**SUPPLIED TEXT**
------------------------------

Here is the code for a topological sort.
Let's consider it a step at a time.

bool topologicalSort (const DiGraph& g, list<Vertex>& sorted)
{
  // Step 1: get the indegrees of all vertices. Place vertices with
  // indegree 0 into a queue.
  hash_map<Vertex, unsigned, VertexHash> inDegree;
  queue<list<Vertex> > q;
  for (AllVertices v = g.vbegin(); v != g.vend(); ++v)
    {
      unsigned indeg = g.indegree(*v);
      inDegree[*v] = indeg;
      if (indeg == 0) 
        q.push(*v);  
    }

In step 1, we get the indegrees of all the vertices, putting them into a map whose key type is Vertex and whose associated data isunsigned. I've chosen to use a hash_map for this code. hash_map is a hash-table implementation of the standard map interface.hash_map isn't actually part of the standard library, but it is a commonly available addition. If I wanted to stay entirely within the standard library, I could just use map, but at the cost of somewhat slower access. Alternatively, I could (and have, in the past) implemented a vector-based implementation of the map interface that simply uses the Vertex::id() function to index into the vector, which would give me true O(1) access time.
As we do this, we also add any vertices whose indegree is zero into a queue, q.

// Step 2. Take vertices from the q, one at a time, and add to sorted.
  // As we do, pretend that we have deleted these vertices from the graph,
  // decreasing the indegree of all adjacent nodes. If any nodes attain an
  // indegree of 0 because of this, add them to the queue.
  while (!q.empty())

------------------------------

**WRITTEN INSTRUCTION**
From the topological sort excerpt, list every variable declared inside the body of the function, excluding its parameters.

Stored data entries:

------------------------------

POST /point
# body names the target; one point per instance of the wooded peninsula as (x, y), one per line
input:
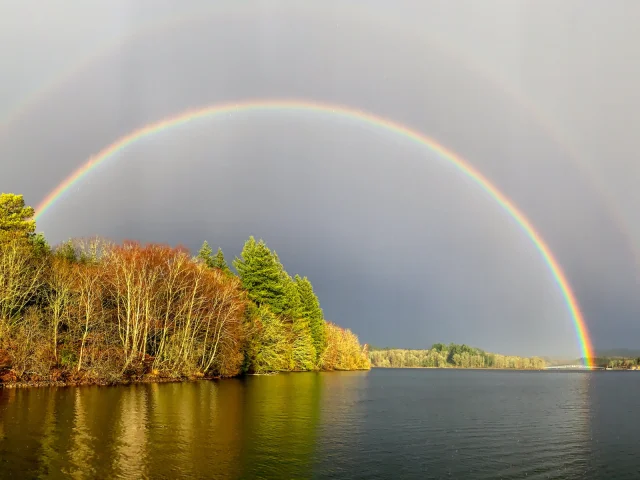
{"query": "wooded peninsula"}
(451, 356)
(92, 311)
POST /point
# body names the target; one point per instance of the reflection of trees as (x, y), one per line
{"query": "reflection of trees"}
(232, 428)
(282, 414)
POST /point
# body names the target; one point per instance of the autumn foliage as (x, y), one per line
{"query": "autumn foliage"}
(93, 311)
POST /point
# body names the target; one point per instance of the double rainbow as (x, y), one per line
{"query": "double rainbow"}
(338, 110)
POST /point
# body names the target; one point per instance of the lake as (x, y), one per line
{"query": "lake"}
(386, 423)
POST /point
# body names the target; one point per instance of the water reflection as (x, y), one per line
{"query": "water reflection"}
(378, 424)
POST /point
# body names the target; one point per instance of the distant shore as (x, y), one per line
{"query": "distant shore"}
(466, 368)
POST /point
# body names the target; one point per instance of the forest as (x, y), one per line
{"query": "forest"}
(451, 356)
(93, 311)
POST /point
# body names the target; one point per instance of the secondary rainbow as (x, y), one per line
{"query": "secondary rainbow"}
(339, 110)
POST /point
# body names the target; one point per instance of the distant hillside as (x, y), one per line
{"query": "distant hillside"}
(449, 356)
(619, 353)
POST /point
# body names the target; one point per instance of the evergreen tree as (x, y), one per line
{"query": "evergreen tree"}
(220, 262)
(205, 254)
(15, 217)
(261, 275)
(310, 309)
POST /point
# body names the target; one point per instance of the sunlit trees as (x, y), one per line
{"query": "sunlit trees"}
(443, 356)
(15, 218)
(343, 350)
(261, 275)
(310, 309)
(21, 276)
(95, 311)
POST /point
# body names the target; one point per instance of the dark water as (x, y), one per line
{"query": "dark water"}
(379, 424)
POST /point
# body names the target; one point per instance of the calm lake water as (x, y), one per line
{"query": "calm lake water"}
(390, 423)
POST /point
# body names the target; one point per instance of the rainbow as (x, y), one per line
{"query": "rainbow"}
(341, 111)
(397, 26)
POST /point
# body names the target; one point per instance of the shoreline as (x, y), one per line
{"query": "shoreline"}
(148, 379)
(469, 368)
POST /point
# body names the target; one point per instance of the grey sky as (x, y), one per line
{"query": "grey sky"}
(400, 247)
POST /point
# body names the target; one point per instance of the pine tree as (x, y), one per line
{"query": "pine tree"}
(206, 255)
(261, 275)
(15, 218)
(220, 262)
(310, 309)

------------------------------

**EXERCISE RESPONSE**
inDegree, q, v, indeg